EXERCISE REQUIREMENTS:
Select the lines below containing the word "with".

(Beginning of PROVIDED RECORDS)

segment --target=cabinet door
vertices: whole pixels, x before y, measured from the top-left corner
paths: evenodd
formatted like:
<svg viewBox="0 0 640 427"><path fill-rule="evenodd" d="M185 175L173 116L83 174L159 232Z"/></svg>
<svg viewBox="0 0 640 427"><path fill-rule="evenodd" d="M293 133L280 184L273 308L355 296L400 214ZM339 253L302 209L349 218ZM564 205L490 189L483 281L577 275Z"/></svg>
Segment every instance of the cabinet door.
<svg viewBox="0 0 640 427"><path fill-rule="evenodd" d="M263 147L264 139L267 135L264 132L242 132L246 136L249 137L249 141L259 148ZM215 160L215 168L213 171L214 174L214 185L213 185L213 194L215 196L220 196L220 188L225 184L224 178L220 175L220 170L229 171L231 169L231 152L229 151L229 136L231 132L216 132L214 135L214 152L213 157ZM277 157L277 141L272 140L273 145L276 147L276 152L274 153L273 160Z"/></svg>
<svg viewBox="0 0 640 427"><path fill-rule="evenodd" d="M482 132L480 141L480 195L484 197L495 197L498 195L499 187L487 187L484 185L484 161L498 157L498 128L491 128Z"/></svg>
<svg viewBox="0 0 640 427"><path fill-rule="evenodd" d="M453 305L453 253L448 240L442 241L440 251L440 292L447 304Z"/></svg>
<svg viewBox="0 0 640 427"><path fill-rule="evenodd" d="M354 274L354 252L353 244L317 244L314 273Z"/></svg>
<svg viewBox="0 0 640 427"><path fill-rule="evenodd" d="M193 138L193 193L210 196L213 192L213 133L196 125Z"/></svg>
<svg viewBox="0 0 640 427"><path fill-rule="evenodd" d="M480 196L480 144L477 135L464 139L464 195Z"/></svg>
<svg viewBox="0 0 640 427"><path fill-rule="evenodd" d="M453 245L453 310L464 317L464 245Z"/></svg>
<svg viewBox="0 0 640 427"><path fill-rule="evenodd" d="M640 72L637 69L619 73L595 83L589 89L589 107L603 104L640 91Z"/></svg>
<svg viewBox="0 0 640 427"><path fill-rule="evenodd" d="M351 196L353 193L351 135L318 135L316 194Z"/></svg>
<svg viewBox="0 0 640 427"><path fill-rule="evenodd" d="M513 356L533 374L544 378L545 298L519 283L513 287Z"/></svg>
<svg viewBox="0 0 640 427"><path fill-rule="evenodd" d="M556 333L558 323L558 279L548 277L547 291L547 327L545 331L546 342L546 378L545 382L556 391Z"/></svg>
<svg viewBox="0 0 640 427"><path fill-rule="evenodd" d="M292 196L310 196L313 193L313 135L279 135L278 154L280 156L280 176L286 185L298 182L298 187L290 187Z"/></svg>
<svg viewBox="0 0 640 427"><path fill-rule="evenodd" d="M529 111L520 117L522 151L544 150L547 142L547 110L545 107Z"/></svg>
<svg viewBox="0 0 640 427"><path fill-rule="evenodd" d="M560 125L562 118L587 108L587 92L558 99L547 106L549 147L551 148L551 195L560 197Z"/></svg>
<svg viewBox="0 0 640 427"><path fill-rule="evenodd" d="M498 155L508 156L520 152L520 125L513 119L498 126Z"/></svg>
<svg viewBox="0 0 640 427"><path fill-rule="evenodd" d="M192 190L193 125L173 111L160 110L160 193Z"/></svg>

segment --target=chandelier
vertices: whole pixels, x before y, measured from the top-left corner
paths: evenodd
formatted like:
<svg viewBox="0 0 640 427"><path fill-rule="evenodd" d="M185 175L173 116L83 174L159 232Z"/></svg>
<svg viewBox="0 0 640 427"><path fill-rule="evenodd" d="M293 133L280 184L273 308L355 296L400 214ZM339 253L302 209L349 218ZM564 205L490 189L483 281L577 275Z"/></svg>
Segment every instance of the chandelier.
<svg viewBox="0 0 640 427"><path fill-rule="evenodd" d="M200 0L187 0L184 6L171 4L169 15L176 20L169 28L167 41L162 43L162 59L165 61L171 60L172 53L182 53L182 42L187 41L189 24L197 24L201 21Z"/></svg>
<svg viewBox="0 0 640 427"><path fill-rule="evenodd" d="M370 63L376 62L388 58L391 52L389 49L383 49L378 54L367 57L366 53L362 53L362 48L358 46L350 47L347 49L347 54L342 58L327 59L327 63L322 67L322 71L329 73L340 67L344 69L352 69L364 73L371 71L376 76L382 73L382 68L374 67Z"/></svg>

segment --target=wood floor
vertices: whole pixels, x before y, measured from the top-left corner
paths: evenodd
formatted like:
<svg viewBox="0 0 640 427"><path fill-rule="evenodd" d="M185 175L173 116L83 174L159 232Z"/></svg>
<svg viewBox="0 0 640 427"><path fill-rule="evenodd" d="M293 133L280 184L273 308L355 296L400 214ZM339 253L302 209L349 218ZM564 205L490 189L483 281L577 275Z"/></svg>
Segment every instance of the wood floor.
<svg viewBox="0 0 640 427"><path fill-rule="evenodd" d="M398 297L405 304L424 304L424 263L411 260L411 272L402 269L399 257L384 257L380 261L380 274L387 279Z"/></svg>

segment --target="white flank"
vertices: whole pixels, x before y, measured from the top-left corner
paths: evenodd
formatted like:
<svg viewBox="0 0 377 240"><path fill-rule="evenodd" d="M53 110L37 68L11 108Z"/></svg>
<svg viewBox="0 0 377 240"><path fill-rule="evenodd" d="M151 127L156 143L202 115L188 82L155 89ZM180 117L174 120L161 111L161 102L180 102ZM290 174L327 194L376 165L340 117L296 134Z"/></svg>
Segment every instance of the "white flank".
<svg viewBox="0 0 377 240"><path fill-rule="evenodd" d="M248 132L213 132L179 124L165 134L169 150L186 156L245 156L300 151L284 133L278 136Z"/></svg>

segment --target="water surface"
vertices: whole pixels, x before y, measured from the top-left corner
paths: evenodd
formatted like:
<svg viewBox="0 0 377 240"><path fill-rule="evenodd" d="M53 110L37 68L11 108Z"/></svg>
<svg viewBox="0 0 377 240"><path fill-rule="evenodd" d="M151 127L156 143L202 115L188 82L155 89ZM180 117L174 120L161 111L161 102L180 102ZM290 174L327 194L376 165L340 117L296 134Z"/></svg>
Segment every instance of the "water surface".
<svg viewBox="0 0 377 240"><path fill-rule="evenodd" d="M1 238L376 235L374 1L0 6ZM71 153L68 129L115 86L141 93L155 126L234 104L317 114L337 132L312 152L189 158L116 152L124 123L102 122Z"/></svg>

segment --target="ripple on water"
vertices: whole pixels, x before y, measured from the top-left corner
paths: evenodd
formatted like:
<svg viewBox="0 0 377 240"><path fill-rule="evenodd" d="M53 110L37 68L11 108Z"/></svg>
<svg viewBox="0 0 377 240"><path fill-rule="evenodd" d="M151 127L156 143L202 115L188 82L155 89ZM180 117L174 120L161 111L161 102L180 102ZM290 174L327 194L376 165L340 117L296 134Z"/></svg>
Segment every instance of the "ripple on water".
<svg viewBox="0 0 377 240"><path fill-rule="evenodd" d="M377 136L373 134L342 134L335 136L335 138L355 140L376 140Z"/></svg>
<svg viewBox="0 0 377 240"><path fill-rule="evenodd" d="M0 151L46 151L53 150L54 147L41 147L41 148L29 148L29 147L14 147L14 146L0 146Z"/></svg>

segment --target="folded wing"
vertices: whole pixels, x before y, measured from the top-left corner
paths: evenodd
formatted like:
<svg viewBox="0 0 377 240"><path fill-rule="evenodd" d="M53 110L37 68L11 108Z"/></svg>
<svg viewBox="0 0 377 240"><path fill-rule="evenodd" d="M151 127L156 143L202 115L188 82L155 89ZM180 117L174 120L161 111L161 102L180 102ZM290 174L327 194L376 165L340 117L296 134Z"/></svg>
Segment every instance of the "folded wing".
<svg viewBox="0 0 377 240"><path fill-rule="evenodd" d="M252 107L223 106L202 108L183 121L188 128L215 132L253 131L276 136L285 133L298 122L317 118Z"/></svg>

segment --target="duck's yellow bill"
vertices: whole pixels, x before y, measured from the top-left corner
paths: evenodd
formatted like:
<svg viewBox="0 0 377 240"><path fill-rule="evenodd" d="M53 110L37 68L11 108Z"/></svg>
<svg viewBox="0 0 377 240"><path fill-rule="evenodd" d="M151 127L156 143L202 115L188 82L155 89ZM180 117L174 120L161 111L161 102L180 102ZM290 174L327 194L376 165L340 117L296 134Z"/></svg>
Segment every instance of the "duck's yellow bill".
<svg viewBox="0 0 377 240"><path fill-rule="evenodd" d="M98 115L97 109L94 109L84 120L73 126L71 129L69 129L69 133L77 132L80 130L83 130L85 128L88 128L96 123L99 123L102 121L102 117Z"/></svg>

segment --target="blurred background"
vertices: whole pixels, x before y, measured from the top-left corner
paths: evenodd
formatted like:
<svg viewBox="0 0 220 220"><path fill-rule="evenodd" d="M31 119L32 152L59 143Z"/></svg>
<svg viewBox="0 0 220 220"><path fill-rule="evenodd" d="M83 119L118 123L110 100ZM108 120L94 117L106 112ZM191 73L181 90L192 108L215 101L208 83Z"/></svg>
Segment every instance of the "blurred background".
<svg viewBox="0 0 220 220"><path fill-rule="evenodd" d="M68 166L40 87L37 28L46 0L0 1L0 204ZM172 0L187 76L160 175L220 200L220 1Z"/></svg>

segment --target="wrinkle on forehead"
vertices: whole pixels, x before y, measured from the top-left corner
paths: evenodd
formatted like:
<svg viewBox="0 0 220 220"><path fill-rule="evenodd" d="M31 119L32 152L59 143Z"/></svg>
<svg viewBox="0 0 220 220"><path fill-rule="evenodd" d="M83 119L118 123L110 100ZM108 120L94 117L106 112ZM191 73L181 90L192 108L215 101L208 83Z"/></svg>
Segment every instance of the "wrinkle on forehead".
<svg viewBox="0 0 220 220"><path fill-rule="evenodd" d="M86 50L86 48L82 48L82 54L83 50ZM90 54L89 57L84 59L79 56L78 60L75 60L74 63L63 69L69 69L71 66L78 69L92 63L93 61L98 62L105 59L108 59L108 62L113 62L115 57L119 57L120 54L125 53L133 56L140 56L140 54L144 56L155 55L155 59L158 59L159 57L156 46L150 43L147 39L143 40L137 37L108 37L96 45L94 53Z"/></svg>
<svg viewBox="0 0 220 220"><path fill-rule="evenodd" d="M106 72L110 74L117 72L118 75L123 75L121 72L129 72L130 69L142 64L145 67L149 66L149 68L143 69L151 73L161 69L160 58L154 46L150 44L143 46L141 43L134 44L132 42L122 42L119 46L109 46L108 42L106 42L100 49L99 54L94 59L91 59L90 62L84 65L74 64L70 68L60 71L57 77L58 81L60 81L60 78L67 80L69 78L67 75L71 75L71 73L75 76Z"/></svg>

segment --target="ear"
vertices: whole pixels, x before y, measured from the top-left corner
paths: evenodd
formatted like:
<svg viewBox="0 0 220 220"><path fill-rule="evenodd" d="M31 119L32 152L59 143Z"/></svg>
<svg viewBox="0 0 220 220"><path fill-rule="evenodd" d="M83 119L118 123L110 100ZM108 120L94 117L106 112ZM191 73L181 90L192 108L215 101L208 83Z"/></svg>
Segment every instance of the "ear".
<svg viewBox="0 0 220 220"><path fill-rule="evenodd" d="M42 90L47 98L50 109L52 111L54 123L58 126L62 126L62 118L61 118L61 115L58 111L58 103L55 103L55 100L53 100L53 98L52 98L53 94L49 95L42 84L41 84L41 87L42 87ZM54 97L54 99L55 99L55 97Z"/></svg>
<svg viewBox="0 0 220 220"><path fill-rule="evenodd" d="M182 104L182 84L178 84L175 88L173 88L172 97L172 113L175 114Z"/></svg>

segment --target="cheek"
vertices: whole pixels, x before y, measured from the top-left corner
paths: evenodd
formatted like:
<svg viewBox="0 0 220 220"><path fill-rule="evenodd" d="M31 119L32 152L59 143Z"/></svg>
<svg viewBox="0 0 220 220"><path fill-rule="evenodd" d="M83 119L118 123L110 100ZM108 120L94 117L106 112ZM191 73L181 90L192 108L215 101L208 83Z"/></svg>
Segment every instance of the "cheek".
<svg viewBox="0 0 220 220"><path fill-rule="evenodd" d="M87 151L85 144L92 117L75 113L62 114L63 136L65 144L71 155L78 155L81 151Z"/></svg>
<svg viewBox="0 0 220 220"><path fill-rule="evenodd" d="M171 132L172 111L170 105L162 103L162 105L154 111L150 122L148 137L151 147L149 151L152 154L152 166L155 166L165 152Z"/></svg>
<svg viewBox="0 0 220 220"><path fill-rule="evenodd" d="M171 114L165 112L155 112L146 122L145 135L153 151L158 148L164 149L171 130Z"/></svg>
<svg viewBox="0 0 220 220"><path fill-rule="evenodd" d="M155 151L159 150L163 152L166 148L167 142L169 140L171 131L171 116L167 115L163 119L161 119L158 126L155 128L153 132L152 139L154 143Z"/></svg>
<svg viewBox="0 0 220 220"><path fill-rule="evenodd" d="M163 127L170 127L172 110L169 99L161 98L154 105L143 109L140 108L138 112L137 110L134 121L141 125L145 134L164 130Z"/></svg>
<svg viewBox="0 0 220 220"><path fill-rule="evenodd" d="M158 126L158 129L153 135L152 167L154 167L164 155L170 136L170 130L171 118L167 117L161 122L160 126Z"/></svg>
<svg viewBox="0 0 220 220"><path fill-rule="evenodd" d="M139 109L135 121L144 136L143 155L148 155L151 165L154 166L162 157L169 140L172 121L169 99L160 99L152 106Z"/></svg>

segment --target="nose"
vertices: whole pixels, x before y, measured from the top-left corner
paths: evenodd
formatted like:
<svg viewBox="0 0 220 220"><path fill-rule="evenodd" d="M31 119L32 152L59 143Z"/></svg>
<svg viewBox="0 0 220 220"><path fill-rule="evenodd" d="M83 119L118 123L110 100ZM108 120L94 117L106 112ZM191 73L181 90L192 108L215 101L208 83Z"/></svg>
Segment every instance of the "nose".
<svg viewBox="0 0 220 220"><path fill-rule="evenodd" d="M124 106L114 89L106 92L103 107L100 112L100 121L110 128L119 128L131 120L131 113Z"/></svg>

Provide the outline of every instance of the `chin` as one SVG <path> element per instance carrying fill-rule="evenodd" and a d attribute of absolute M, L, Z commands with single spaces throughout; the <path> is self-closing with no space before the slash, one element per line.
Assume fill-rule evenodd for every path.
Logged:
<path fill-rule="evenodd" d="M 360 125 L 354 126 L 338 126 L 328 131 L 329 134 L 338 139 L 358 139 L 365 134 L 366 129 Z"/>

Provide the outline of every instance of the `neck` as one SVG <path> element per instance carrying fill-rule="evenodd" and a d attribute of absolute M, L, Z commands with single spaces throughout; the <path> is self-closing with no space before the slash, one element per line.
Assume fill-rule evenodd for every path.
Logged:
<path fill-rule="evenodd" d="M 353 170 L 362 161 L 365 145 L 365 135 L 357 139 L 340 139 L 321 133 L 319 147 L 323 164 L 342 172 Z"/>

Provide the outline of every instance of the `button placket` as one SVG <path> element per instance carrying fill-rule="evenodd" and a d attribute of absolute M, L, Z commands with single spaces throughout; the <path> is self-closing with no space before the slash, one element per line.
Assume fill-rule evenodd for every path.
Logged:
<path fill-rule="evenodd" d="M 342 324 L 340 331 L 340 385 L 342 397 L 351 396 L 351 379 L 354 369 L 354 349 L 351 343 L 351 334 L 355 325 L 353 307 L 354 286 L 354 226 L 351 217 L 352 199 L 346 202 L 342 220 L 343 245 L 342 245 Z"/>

(End of PROVIDED RECORDS)

RESPONSE FOR THIS EXERCISE:
Provide the outline of every instance of the `chin` as one SVG <path> element per instance carrying fill-rule="evenodd" and a d attribute of absolute M, L, Z commands with single spaces throughout; the <path> is self-closing with no space before the slash, one element per line.
Provide the outline of every instance of the `neck` as one SVG <path> element per instance carrying fill-rule="evenodd" and a d attribute of absolute M, L, Z commands with single spaces throughout; the <path> is self-closing with no space before the slash, one element per line.
Provide the outline of every instance of the `button placket` as one SVG <path> element per instance carrying fill-rule="evenodd" and a d attribute of absolute M, L, Z commands with single spaces throughout; the <path> is self-closing with no space before the slash, one element per line.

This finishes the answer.